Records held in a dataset
-- Begin --
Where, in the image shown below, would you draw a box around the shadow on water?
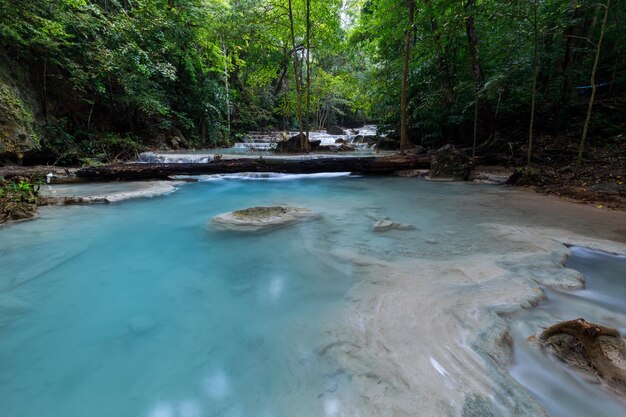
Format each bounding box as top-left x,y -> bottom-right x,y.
510,247 -> 626,417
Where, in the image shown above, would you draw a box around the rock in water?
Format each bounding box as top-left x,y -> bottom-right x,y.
540,319 -> 626,396
274,133 -> 321,153
326,126 -> 346,135
374,220 -> 393,232
212,206 -> 320,232
430,145 -> 472,181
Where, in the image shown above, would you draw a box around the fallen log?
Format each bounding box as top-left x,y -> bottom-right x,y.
540,319 -> 626,397
76,155 -> 430,181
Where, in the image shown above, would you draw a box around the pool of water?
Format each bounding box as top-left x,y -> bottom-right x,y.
0,174 -> 619,417
511,247 -> 626,417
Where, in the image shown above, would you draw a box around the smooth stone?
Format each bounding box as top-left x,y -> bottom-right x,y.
394,223 -> 415,231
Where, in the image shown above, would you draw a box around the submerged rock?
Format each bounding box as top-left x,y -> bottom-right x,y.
541,319 -> 626,396
212,206 -> 320,232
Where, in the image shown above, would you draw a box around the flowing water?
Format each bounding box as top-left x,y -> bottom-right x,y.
0,174 -> 621,417
137,125 -> 380,164
511,247 -> 626,417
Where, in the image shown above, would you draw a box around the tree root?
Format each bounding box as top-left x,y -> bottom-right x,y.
540,318 -> 626,396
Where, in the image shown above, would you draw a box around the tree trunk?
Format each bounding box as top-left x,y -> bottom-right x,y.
526,0 -> 539,166
561,0 -> 580,99
289,0 -> 303,134
222,40 -> 230,136
400,0 -> 415,151
575,0 -> 611,173
465,0 -> 493,154
301,0 -> 311,153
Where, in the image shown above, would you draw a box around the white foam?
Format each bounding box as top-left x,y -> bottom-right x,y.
172,172 -> 359,182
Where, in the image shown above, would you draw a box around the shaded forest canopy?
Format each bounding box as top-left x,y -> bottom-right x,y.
0,0 -> 626,164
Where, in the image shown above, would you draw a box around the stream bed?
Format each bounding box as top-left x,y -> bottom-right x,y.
0,174 -> 626,417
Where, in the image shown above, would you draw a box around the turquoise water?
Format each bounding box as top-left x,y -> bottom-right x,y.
512,247 -> 626,417
0,175 -> 610,417
0,176 -> 482,417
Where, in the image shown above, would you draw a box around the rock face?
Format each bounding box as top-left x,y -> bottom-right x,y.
540,319 -> 626,396
326,126 -> 345,135
430,145 -> 472,181
0,62 -> 39,164
212,206 -> 319,232
274,133 -> 321,153
317,143 -> 356,152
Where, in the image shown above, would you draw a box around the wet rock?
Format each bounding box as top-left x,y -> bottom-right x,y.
393,169 -> 429,178
317,143 -> 356,152
212,206 -> 320,232
374,220 -> 393,232
470,166 -> 515,185
461,394 -> 496,417
430,145 -> 472,181
376,138 -> 400,151
326,126 -> 346,135
274,133 -> 321,153
540,318 -> 626,396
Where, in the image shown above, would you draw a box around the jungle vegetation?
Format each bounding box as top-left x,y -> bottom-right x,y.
0,0 -> 626,163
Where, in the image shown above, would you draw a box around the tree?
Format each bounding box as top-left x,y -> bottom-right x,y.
575,0 -> 611,173
400,0 -> 415,151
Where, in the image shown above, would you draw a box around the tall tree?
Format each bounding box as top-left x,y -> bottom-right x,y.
465,0 -> 490,158
288,0 -> 304,137
526,0 -> 539,166
300,0 -> 311,152
400,0 -> 415,151
575,0 -> 611,173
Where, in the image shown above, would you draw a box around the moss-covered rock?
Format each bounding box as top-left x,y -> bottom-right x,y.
0,62 -> 39,164
430,145 -> 472,181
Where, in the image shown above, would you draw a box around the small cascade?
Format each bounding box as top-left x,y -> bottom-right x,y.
136,125 -> 377,164
137,152 -> 214,164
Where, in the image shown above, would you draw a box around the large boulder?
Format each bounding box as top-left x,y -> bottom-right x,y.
326,126 -> 346,135
274,133 -> 321,153
540,319 -> 626,396
212,206 -> 320,232
430,145 -> 472,181
317,143 -> 356,152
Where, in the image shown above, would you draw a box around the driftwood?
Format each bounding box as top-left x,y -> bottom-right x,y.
541,319 -> 626,396
76,155 -> 430,181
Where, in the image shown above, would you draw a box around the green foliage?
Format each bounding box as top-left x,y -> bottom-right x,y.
0,177 -> 42,224
0,0 -> 626,163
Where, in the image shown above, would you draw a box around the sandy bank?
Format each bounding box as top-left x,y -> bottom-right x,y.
324,192 -> 626,417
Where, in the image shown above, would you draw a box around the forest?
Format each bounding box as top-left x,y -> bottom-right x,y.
0,0 -> 626,169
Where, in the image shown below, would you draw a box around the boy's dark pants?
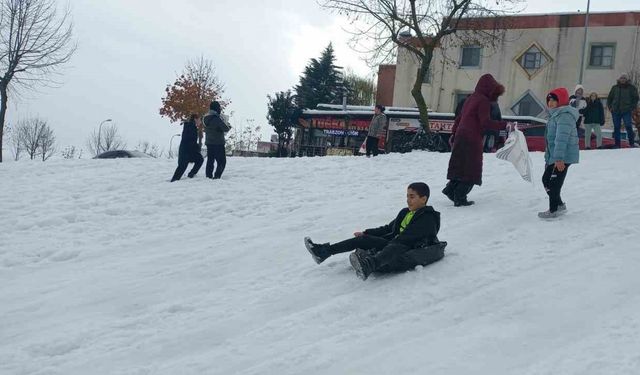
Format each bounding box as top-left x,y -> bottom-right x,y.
329,234 -> 442,272
205,145 -> 227,178
542,164 -> 570,212
171,146 -> 204,181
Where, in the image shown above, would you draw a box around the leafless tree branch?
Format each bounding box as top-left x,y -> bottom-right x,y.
0,0 -> 76,162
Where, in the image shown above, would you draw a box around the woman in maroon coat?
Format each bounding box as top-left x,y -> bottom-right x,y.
442,74 -> 506,207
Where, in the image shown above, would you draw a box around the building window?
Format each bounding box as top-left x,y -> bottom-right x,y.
453,91 -> 471,116
511,91 -> 544,117
422,69 -> 431,83
589,44 -> 616,68
516,43 -> 551,79
460,46 -> 481,68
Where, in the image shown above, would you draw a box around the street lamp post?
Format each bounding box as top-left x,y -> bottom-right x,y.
96,118 -> 111,154
578,0 -> 591,84
169,134 -> 180,157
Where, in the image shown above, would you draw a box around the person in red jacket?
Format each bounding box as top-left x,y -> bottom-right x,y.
442,74 -> 507,207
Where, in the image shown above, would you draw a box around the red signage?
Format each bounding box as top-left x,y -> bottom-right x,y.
311,117 -> 371,131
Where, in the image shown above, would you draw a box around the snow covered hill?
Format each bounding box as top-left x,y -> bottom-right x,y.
0,149 -> 640,375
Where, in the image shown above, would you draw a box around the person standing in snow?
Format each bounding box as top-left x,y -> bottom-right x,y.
203,101 -> 231,180
582,92 -> 604,150
366,104 -> 387,157
631,106 -> 640,144
569,85 -> 587,129
607,74 -> 639,147
538,87 -> 580,219
304,182 -> 447,280
171,114 -> 204,182
449,98 -> 502,152
442,74 -> 507,207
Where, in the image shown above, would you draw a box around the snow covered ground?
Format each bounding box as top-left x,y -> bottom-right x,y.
0,149 -> 640,375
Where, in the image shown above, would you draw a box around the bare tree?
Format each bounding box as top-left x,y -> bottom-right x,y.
38,123 -> 56,161
317,0 -> 522,133
13,117 -> 50,160
0,0 -> 76,162
5,125 -> 22,161
87,124 -> 127,156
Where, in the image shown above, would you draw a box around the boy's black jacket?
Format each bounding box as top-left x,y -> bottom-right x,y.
363,206 -> 440,247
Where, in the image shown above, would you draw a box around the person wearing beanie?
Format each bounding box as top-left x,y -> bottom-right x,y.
366,104 -> 387,157
538,87 -> 580,219
202,101 -> 231,180
582,92 -> 604,150
171,113 -> 204,182
569,85 -> 587,129
442,74 -> 507,207
607,74 -> 639,147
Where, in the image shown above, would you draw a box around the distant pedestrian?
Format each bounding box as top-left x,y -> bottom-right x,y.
607,74 -> 639,147
366,104 -> 387,157
538,87 -> 580,219
202,101 -> 231,180
171,114 -> 204,182
442,74 -> 506,207
631,106 -> 640,144
582,92 -> 604,150
569,85 -> 587,129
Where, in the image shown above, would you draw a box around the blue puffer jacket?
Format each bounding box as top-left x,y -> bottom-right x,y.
544,106 -> 580,165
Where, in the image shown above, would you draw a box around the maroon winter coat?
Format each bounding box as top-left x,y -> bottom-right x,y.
447,74 -> 506,185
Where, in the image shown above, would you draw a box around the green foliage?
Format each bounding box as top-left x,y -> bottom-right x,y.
295,43 -> 343,109
267,90 -> 298,156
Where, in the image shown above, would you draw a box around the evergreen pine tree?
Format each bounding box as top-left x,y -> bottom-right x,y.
295,43 -> 342,109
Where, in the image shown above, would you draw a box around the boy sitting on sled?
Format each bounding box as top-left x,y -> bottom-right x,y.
304,182 -> 447,280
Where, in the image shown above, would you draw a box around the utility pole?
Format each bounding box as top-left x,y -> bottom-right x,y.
578,0 -> 591,84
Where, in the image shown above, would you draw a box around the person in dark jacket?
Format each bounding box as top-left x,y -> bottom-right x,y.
304,182 -> 447,280
582,92 -> 604,150
202,101 -> 231,180
442,74 -> 506,207
569,84 -> 587,129
171,114 -> 204,182
365,104 -> 387,157
607,74 -> 639,147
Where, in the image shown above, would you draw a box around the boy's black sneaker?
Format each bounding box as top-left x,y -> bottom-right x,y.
349,249 -> 375,280
453,199 -> 476,207
304,237 -> 331,264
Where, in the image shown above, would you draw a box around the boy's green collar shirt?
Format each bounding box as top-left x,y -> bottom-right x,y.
400,211 -> 415,233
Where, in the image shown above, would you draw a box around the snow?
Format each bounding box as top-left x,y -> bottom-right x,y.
0,149 -> 640,375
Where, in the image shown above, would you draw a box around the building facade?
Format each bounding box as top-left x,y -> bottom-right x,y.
378,12 -> 640,122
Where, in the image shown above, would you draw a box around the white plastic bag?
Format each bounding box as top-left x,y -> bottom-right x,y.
496,125 -> 533,182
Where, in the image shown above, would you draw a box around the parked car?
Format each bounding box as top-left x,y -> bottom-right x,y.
94,150 -> 152,159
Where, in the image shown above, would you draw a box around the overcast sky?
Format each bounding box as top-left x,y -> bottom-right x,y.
5,0 -> 640,157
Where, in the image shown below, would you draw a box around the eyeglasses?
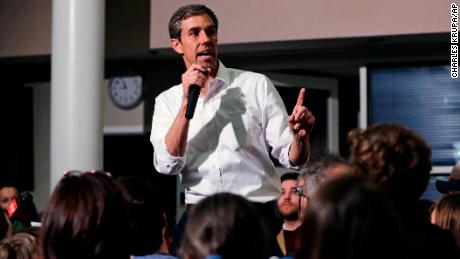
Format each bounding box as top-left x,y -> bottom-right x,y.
62,169 -> 112,178
294,185 -> 308,198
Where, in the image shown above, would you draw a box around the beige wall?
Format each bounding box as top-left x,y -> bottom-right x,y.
150,0 -> 451,48
0,0 -> 51,57
0,0 -> 451,57
27,80 -> 144,211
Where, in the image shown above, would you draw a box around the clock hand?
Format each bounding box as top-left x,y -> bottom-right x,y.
121,79 -> 128,89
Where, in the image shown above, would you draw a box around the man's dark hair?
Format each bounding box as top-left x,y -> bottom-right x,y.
120,176 -> 165,256
179,193 -> 269,259
348,124 -> 431,207
280,172 -> 299,182
168,4 -> 219,39
300,154 -> 349,198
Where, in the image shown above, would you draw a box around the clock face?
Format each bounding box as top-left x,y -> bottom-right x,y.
109,75 -> 143,109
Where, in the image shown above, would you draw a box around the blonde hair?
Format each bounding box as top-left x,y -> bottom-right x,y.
432,192 -> 460,251
0,233 -> 36,259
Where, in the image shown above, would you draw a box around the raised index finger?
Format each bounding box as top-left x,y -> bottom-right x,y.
295,88 -> 305,106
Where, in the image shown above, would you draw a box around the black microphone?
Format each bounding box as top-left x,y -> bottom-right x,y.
185,85 -> 200,120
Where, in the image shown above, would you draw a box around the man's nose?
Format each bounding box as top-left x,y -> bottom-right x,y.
284,193 -> 291,200
200,31 -> 209,43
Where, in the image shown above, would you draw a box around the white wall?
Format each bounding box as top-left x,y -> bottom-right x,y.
150,0 -> 451,49
28,81 -> 144,211
0,0 -> 51,57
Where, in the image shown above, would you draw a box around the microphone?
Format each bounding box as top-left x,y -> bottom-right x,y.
185,85 -> 200,120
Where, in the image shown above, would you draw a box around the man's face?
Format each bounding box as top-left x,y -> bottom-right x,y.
0,187 -> 17,209
297,177 -> 308,219
171,14 -> 218,69
277,180 -> 299,220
-- End --
What is asked: Rewrite the lines between the one holding "the parked car?" and the one holding "109,75 -> 143,109", inclusive, substituting "enclosing box" for every "bounding box" and leaving everything else unchanged. Leave the pictures out of your answer.

The response:
Where, in the image shown above, would you draw a box around the parked car?
Format each enclosing box as top-left x,y -> bottom-right x,y.
94,150 -> 152,159
Where, in the image shown above, would you draw a box around the overcast sky?
Format each enclosing box as top-left x,y -> bottom-right x,y.
5,0 -> 640,157
Where, in the image shown below, would you draw a box around the eyeglasses?
Format each enclosing box as top-left x,y -> bottom-right x,y.
62,169 -> 112,178
294,185 -> 308,198
Where, in the image shown above, would you draw a box around the beige wall?
Format each enclosing box as top-left x,y -> bottom-right x,y.
150,0 -> 451,48
0,0 -> 51,57
0,0 -> 451,57
27,80 -> 144,211
Where, in the image shown above, would you draw a box around the clock hand?
Format each enclosing box as top-left x,y -> bottom-right x,y.
121,79 -> 128,89
Where, in the image shown above, would you draw a box around the man's dark hair?
Format each enclosing box as top-left x,y -> bottom-right x,y.
120,176 -> 165,256
179,193 -> 269,259
348,124 -> 431,207
280,172 -> 299,182
168,4 -> 219,39
300,154 -> 349,198
Where, in the image shown above, would you draw a box around the clock face?
Format each enclosing box as top-left x,y -> bottom-right x,y.
109,75 -> 143,109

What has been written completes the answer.